### Stated task
Copy these entries word for word, starting at the line containing "point: the wildfire" and going down to the end of the entries, with both ends included.

>> BEGIN

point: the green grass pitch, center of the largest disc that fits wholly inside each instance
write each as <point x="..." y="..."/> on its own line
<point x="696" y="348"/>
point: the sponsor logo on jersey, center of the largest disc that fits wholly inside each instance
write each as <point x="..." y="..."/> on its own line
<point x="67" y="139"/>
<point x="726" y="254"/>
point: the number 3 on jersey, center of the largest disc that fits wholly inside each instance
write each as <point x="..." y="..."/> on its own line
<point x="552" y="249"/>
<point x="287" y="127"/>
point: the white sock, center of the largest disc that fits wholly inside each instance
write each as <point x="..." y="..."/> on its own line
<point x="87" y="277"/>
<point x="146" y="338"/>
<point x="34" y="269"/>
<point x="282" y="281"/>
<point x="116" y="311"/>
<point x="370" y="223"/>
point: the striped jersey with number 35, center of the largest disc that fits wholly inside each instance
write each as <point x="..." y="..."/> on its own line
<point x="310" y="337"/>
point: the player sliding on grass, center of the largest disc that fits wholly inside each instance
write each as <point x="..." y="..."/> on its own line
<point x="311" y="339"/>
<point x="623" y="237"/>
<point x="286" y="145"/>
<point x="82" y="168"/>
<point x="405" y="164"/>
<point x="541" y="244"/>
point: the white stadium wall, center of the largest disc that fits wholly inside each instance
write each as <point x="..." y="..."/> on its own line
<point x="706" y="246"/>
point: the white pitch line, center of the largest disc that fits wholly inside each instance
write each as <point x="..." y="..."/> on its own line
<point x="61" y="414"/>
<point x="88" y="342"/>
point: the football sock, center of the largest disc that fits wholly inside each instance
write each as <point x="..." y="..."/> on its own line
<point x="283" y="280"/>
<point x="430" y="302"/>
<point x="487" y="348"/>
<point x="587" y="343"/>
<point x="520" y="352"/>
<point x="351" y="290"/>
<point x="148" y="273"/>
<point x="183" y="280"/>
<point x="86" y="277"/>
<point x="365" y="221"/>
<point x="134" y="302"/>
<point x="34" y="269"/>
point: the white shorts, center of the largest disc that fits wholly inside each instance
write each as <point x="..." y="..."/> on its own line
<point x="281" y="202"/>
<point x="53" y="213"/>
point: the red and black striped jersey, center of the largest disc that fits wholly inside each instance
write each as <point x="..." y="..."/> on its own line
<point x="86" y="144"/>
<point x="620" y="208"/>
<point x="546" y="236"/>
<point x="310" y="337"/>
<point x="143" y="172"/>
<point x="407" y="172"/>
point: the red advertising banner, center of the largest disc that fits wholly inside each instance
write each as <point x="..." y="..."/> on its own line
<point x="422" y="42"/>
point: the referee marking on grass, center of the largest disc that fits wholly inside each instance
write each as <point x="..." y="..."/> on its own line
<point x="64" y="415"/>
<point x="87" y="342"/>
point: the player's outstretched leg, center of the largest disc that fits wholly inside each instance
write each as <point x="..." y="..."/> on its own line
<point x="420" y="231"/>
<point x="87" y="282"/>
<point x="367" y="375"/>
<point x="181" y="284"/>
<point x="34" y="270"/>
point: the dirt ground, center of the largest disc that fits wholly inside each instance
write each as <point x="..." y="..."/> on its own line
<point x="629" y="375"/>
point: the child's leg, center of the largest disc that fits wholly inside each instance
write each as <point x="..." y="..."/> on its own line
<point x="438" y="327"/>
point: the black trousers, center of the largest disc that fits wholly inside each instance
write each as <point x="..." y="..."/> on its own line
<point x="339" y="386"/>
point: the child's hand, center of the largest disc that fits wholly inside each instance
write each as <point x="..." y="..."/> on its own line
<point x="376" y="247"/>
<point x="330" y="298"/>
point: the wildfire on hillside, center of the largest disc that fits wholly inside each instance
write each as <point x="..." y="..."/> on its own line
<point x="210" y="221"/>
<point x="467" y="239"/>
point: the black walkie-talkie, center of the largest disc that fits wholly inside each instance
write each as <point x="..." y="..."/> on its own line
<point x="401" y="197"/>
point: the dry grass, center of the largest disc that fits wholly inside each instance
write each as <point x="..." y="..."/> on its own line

>> END

### Full output
point: the wildfire on hillside, center of the largest disc that fits wholly inside each instance
write each as <point x="..." y="..."/> on its own line
<point x="210" y="221"/>
<point x="467" y="239"/>
point: the black walkie-talkie, center of the largest disc that fits wholly inside each instance
write each as <point x="..." y="..."/> on its own line
<point x="401" y="197"/>
point: the dry grass, center of the largest disc that fits wholly inside each instance
write each as <point x="..." y="..."/> on its own line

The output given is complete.